## Stated goal:
From the piece below about the New York Times and the very rich, extract the words from "We knew this" up to and including "just like us.", without any changes.

## Page:
· · · ·

But even as we bury another paper publication, this one high end and historically choking with the most delicious verticals (food/wine) and attractive demographics, count on the New York Times to pick up the tradition of catering to the country estate crowd. Times' executives have clearly seen their own future and it consists entirely of penny-pinching, nervous, hundred-plus-millionaires.

We knew this just by peeking at the Sunday wedding announcements; I thought the VC and financial services industries back East were hurting but apparently they continue to partner and mate like voracious mice.

Then this past Saturday, the Times runs a story about the jittery net-worth elite where the writer "learned that the super-rich are just as concerned about the future as anyone else." Thank God we have company.

They're sleepless, the (figuratively) poor things, over the stammering economy, just like us.

· · · ·

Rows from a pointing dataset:
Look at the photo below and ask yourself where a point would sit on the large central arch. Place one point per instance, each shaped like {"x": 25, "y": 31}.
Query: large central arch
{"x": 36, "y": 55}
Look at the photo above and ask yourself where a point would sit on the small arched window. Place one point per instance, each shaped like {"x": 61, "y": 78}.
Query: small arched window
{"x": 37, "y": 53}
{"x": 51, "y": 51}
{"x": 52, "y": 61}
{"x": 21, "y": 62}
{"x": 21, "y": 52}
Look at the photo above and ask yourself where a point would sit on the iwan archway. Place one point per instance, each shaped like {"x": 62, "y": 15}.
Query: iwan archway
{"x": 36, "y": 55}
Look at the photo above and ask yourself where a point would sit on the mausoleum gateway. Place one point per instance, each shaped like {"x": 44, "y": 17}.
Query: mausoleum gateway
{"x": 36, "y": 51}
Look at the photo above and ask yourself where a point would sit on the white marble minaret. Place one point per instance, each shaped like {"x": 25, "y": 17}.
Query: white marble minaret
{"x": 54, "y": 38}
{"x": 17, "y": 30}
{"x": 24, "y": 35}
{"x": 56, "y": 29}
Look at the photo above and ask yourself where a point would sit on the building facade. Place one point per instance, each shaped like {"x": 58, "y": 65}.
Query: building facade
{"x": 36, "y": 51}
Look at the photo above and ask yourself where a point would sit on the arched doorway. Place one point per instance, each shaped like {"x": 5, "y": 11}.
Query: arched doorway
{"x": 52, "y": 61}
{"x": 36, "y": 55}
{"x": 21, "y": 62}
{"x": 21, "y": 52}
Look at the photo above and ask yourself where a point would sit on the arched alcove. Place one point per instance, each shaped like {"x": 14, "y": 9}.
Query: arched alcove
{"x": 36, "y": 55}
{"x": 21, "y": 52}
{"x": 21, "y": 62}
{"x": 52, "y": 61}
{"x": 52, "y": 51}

· · · ·

## The result:
We knew this just by peeking at the Sunday wedding announcements; I thought the VC and financial services industries back East were hurting but apparently they continue to partner and mate like voracious mice.

Then this past Saturday, the Times runs a story about the jittery net-worth elite where the writer "learned that the super-rich are just as concerned about the future as anyone else." Thank God we have company.

They're sleepless, the (figuratively) poor things, over the stammering economy, just like us.